• TASK TO CARRY OUT:
Nothing but the records, transcribed verbatim and stripped of images, should appear in the answer.

Image point grounding data:
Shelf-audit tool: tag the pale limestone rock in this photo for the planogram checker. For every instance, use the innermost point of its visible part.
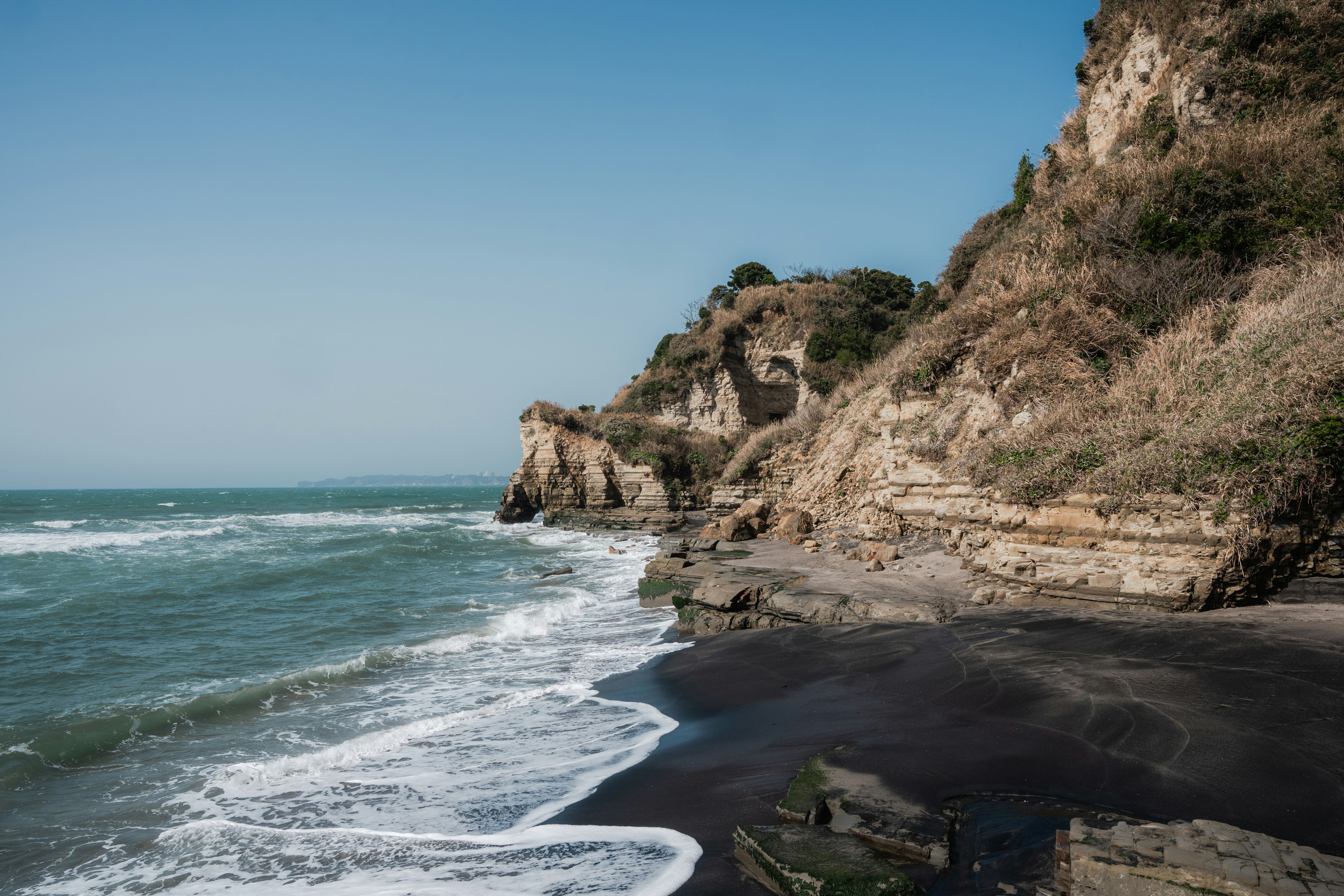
(758, 381)
(1120, 93)
(569, 476)
(1184, 858)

• SOLUTION TO THIS TASK:
Shelf-audit tool: tag the pale limestone rock in this photo for the planogram checker. For every instance, use the innermost point of its visible part.
(758, 381)
(1120, 93)
(569, 476)
(1184, 858)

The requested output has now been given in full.